Aim of the task:
Retype all of the data shown below, keeping every character the same.

Natural language region descriptions
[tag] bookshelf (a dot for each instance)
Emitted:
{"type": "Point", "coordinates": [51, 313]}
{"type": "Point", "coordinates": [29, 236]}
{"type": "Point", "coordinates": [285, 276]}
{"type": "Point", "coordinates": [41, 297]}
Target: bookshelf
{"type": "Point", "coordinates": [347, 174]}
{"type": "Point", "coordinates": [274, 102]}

Exercise result:
[tag] bookshelf (a dot for each instance)
Emitted:
{"type": "Point", "coordinates": [51, 313]}
{"type": "Point", "coordinates": [29, 236]}
{"type": "Point", "coordinates": [285, 276]}
{"type": "Point", "coordinates": [41, 297]}
Target: bookshelf
{"type": "Point", "coordinates": [347, 174]}
{"type": "Point", "coordinates": [274, 102]}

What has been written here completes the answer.